**Available data**
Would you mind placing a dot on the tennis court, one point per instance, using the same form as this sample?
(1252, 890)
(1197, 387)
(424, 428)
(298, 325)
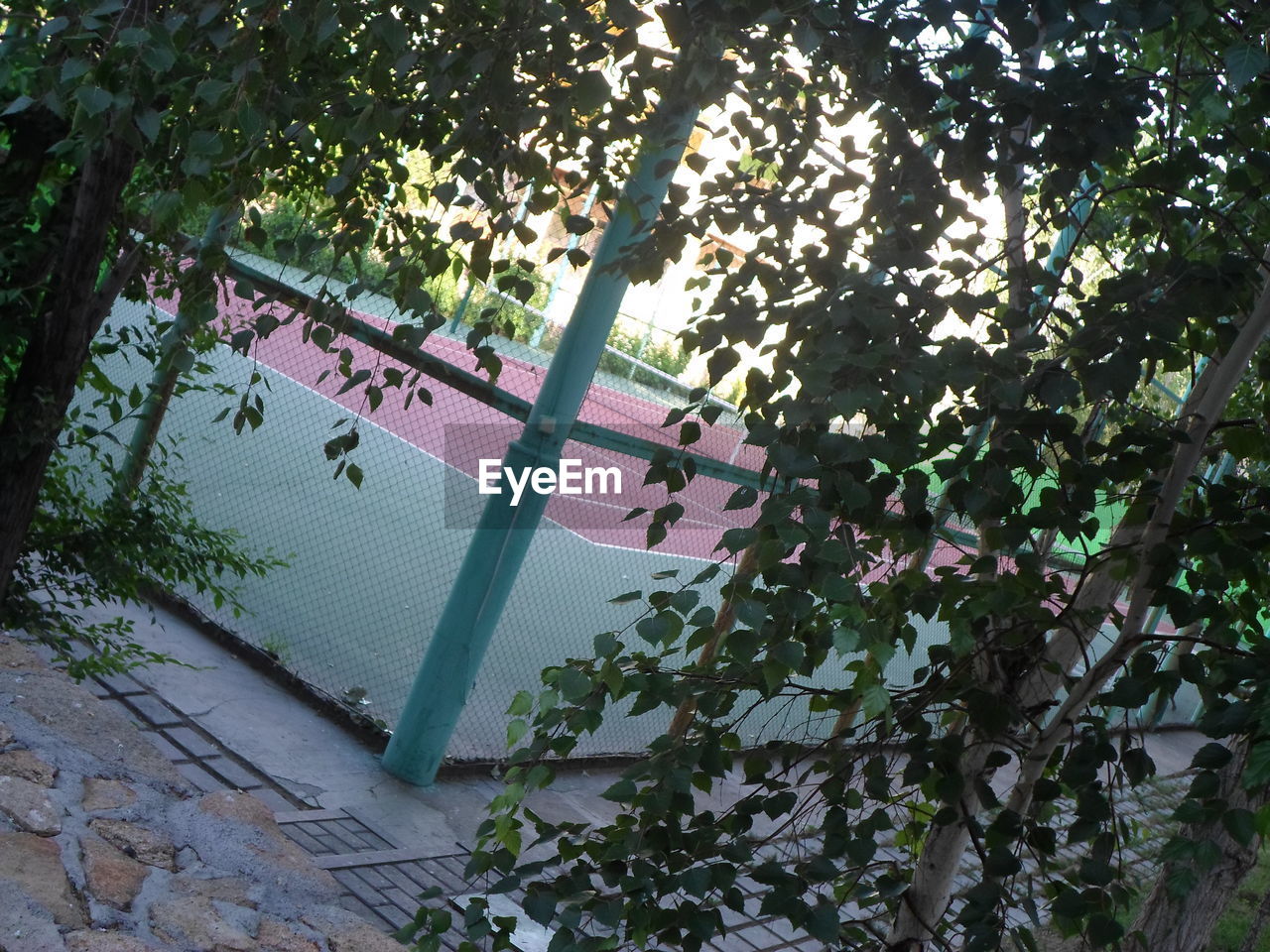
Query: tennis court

**Assignment**
Set down the entries shown above once more, exactly as they read, but without pictures.

**Task response**
Would you mind placing a dot on the tennis court, one point per instance, using the same form as this sample?
(1252, 890)
(1197, 387)
(424, 428)
(298, 325)
Query: tennis court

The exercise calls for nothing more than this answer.